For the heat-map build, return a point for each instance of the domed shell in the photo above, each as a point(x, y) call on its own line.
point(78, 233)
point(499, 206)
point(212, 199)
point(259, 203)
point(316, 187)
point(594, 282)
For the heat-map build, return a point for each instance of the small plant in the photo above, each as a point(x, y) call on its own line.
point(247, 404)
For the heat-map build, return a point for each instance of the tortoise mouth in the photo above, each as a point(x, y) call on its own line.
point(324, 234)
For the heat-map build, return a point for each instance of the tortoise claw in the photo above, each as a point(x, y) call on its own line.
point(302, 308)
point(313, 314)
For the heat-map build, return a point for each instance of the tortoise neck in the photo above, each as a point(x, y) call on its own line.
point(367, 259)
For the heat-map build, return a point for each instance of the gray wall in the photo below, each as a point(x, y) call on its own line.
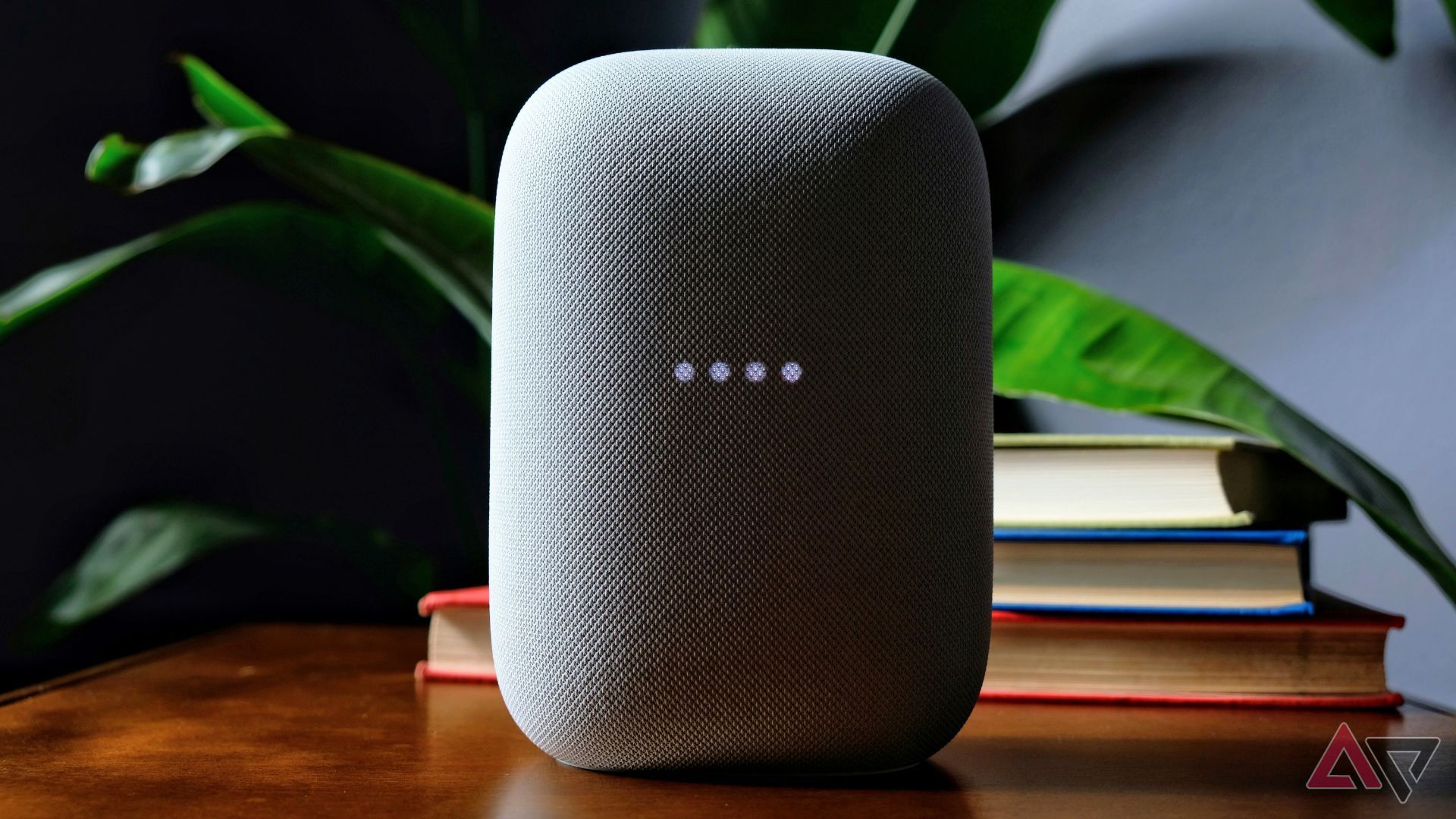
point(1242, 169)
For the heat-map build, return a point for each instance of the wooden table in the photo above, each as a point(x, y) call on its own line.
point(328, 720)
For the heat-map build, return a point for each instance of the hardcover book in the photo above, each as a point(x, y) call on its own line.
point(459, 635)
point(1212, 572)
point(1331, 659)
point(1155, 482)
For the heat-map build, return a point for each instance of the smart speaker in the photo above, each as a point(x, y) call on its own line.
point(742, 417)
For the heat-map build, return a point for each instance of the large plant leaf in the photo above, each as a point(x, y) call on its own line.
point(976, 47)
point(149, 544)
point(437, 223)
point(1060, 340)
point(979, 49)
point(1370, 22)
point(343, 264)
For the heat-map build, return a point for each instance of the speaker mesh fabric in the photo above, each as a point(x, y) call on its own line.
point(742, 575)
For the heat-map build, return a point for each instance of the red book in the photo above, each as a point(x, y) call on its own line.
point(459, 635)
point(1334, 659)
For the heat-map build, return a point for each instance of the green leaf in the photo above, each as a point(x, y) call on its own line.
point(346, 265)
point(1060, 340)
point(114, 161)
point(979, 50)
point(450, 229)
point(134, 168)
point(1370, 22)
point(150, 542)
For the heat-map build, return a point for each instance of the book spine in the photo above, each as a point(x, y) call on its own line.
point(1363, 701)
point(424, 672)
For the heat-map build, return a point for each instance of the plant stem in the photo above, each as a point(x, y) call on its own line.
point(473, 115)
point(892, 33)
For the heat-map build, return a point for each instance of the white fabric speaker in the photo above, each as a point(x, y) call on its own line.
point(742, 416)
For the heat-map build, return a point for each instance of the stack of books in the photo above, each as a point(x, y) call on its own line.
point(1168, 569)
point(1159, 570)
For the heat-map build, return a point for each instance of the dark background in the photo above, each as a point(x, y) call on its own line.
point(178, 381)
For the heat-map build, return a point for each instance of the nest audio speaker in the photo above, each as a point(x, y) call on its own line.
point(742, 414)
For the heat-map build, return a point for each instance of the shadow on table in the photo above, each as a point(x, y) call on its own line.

= Directions =
Can you rewrite the stretch from the line containing "of the dark" through the end of the entries, swapping "shadow on table" for "shadow on the table" and keeping everything else the same?

= Solved exercise =
For the heat-map build, return a point for each instance of the dark background in the photo above, each as a point(x, y) call on its own line.
point(178, 381)
For the heat-map build, return a point for each instance of the nest audio speaker in the photo above, each as a point(x, y) call on its own line.
point(742, 414)
For the heat-map build, return a point for each instance of the shadow on the table in the photo above, each as a point(x, y) call on its own line.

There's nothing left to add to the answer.